--- Text for analysis ---
BEGIN

Wen-Kai Chao

Effect of Hygroscopic Platinum/Titanium Dioxide Particles in the Anode Catalyst Layer on the PEMFC Performance

This study investigates the feasibility of adding platinum (Pt)/titanium dioxide (TiO 2 ) particles into the anode catalyst layer to improve the performance of proton exchange membrane fuel cells. The effects of adding Pt/TiO 2 in the catalyst layer on three critical factors, namely, the wettability, the electrical resistance, and the loading of Pt/TiO 2 particles, were also evaluated. It was observed that the water contact angles of these catalyst layers were decreased as the weight percentage of Pt/TiO 2 particles increased. Similarly, the electrochemically active surface areas prepared by these catalyst inks were decreased with the increase in Pt/TiO 2 addition. Single cell performance with various amounts of Pt/TiO 2 particles in the anode catalyst layer was investigated under different temperatures of anode humidifier. The cell with 5% Pt/TiO 2 particle addition in the anode catalyst layer revealed the best performance at anode humidifier temperatures ranging from 25 to 75°C.

END

--- Material provided ---
BEGIN

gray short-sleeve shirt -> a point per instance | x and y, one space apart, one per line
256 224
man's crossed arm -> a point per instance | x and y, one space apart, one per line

END

--- Your goal ---
State whether each statement below agrees with the abstract on platinum/titanium dioxide particles in the fuel cell anode catalyst layer, answering yes or no and quoting the deciding words: (a) the water contact angles of the catalyst layers rose as the weight percentage of Pt/TiO2 particles increased; (b) the cell with 5% Pt/TiO2 particle addition gave the best performance; (c) the particles were added to the cathode catalyst layer.

--- Problem solution ---
(a) No: "the water contact angles of these catalyst layers were decreased as the weight percentage of Pt/TiO 2 particles increased."
(b) Yes: "The cell with 5% Pt/TiO 2 particle addition in the anode catalyst layer revealed the best performance."
(c) No: "adding platinum (Pt)/titanium dioxide (TiO 2 ) particles into the anode catalyst layer."